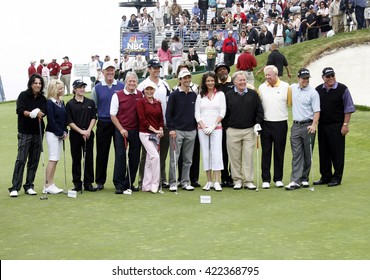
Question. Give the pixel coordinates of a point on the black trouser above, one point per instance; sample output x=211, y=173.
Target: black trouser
x=225, y=173
x=273, y=135
x=121, y=178
x=29, y=150
x=77, y=144
x=194, y=169
x=331, y=151
x=105, y=132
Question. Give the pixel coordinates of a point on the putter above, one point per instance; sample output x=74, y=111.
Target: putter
x=45, y=195
x=65, y=168
x=257, y=162
x=83, y=166
x=312, y=188
x=175, y=158
x=127, y=162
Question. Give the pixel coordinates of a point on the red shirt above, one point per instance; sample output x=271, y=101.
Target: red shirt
x=31, y=70
x=246, y=61
x=54, y=68
x=67, y=71
x=149, y=114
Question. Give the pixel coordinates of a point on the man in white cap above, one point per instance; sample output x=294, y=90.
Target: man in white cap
x=182, y=126
x=105, y=130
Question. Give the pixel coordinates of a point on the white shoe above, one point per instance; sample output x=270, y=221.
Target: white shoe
x=208, y=186
x=305, y=184
x=217, y=187
x=188, y=187
x=127, y=192
x=250, y=186
x=13, y=194
x=31, y=192
x=173, y=188
x=52, y=189
x=238, y=186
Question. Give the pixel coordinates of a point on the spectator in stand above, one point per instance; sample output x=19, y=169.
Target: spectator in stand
x=279, y=32
x=166, y=13
x=32, y=69
x=193, y=59
x=229, y=48
x=126, y=122
x=246, y=62
x=140, y=66
x=65, y=77
x=105, y=130
x=39, y=68
x=54, y=68
x=133, y=24
x=158, y=14
x=210, y=109
x=175, y=11
x=211, y=54
x=265, y=40
x=165, y=58
x=176, y=49
x=203, y=6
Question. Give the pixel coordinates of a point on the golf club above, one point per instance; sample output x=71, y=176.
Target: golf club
x=83, y=165
x=257, y=162
x=312, y=188
x=65, y=168
x=45, y=196
x=175, y=159
x=127, y=162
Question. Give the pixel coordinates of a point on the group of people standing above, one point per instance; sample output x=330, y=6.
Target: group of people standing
x=223, y=118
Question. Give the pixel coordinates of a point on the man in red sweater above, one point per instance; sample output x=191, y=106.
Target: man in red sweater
x=229, y=48
x=246, y=62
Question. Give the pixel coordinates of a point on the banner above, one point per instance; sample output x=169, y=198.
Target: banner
x=135, y=43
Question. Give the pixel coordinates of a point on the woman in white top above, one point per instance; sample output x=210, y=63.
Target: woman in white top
x=210, y=109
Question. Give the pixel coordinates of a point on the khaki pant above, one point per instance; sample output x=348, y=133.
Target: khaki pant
x=240, y=146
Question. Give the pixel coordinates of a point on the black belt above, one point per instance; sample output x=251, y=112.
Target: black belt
x=302, y=122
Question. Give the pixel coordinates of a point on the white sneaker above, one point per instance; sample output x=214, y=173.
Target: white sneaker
x=52, y=189
x=128, y=192
x=31, y=192
x=237, y=186
x=13, y=194
x=173, y=188
x=217, y=187
x=305, y=184
x=279, y=184
x=250, y=186
x=208, y=186
x=188, y=187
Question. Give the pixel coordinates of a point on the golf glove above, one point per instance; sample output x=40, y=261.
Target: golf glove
x=34, y=113
x=208, y=130
x=257, y=129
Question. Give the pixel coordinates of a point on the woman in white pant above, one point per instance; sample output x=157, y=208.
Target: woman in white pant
x=176, y=49
x=210, y=109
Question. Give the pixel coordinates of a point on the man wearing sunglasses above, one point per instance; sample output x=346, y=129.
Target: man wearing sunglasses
x=336, y=109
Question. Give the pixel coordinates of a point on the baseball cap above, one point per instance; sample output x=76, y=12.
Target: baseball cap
x=328, y=71
x=220, y=65
x=154, y=63
x=108, y=64
x=303, y=73
x=78, y=83
x=149, y=83
x=184, y=73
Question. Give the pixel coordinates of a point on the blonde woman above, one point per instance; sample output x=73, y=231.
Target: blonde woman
x=56, y=132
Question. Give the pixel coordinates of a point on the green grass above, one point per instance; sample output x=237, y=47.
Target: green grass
x=329, y=223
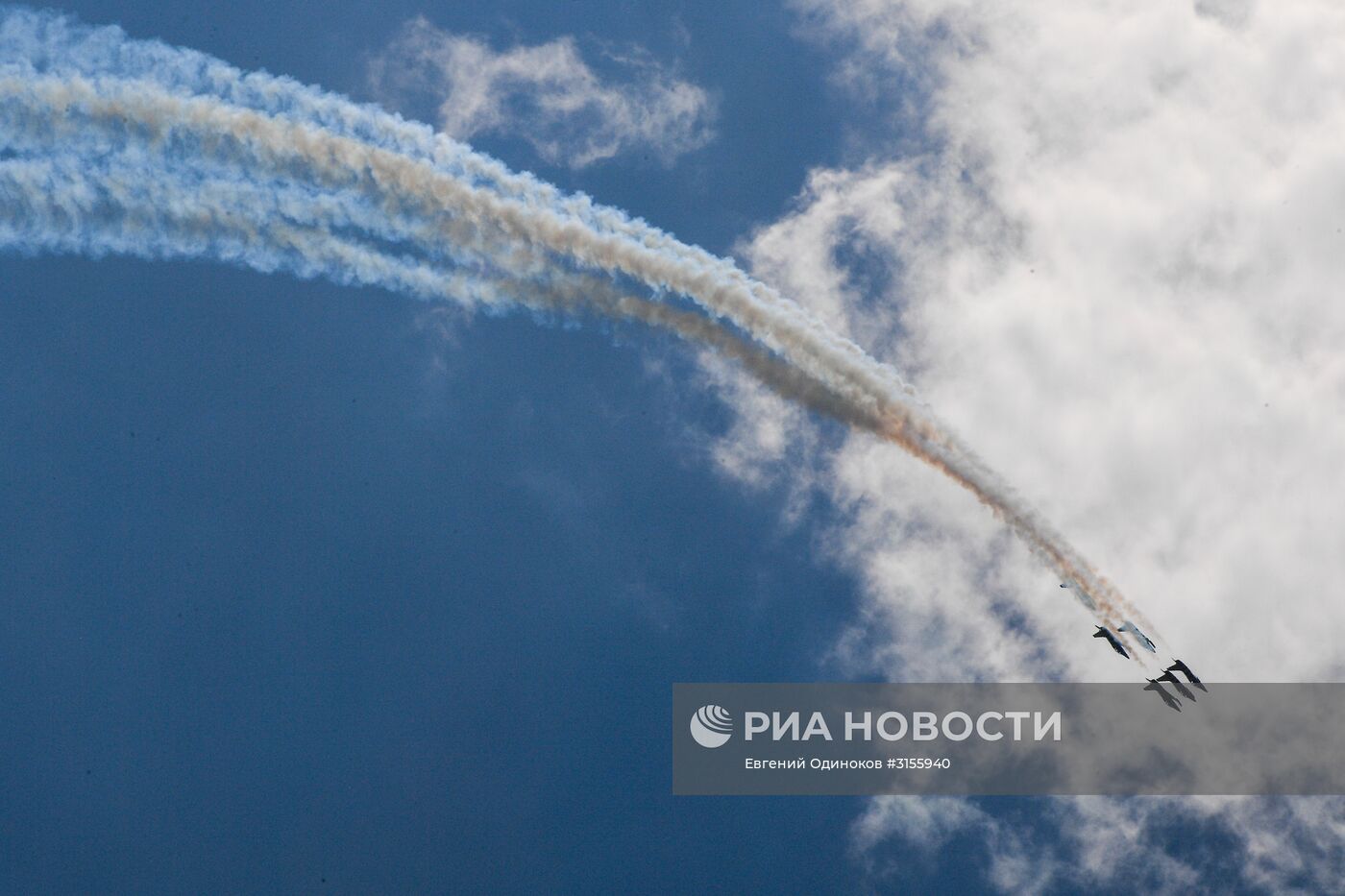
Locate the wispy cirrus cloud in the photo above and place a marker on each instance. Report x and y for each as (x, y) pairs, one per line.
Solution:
(547, 94)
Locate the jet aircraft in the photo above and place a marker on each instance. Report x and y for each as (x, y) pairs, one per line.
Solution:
(1186, 670)
(1167, 698)
(1140, 637)
(1181, 689)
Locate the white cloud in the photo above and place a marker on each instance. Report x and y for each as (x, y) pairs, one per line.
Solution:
(545, 94)
(1116, 271)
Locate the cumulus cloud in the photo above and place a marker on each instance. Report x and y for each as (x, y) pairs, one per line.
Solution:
(1113, 267)
(545, 94)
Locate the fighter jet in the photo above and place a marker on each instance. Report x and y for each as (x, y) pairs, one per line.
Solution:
(1181, 689)
(1079, 593)
(1167, 698)
(1143, 640)
(1186, 670)
(1112, 640)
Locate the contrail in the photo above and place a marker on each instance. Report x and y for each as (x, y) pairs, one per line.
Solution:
(360, 195)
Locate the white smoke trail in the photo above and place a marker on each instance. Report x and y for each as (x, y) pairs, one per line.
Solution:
(71, 89)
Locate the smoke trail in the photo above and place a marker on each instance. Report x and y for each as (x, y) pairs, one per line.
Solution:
(338, 170)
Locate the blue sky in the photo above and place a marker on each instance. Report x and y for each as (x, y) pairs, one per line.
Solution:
(322, 588)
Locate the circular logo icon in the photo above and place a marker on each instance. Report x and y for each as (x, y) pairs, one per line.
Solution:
(712, 725)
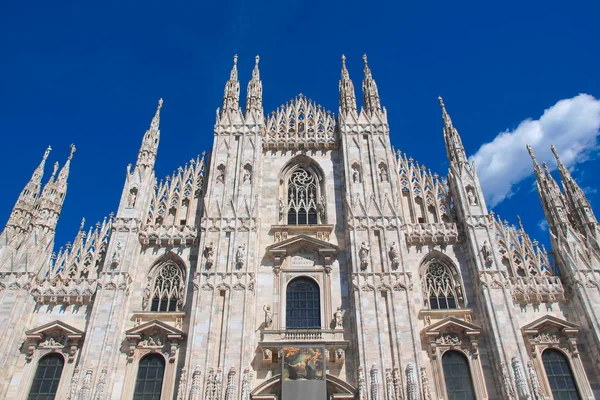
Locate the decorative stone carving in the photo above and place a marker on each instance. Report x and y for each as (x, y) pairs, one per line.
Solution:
(486, 252)
(425, 385)
(240, 254)
(394, 255)
(246, 384)
(535, 383)
(209, 253)
(268, 316)
(196, 389)
(101, 385)
(362, 384)
(363, 254)
(412, 387)
(375, 385)
(390, 388)
(231, 388)
(471, 196)
(338, 316)
(519, 377)
(448, 339)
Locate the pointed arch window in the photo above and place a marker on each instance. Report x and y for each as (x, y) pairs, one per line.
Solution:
(457, 376)
(149, 381)
(303, 304)
(168, 288)
(441, 288)
(47, 377)
(559, 375)
(303, 198)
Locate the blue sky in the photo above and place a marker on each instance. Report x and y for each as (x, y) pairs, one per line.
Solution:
(91, 74)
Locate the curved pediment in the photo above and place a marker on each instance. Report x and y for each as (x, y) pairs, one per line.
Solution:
(301, 123)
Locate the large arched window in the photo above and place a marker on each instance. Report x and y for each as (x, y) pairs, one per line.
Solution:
(148, 384)
(168, 288)
(302, 198)
(303, 307)
(457, 376)
(47, 377)
(440, 287)
(559, 375)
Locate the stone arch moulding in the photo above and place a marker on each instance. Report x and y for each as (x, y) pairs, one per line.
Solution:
· · ·
Task requirements: Using the data above, extract exactly the lines from the one that holds "output x=191, y=106." to the one that holds "output x=40, y=261.", both ends included, and no others.

Task result:
Question. Give the pixel coordinates of a point on the man in red sweater above, one point per instance; sample output x=191, y=106.
Target: man in red sweater
x=229, y=48
x=246, y=62
Question. Give the pixel coordinates of a point on the banner above, one point per instance; sample output x=169, y=198.
Target: banner
x=135, y=43
Question. Give the pixel coordinates of a point on the woman in white top above, one point per instance; sample output x=210, y=63.
Target: woman in white top
x=210, y=109
Question. Give the pixel coordinates of a point on the khaki pant above, one point per instance; sample output x=348, y=133.
Target: khaki pant
x=240, y=146
Question. Give the pixel coordinates of a point on the black belt above, one point per instance; sample output x=251, y=112.
Target: black belt
x=302, y=122
Question. Give the pixel coordinates of a point on the white sneaker above, one point per instance; sample output x=214, y=173.
Target: white sneaker
x=52, y=189
x=128, y=192
x=31, y=192
x=237, y=186
x=13, y=194
x=173, y=188
x=217, y=187
x=305, y=184
x=279, y=184
x=250, y=186
x=208, y=186
x=188, y=187
Question. Give the pixel coordinates of a point on the golf glove above, one point per instance; sample output x=40, y=261.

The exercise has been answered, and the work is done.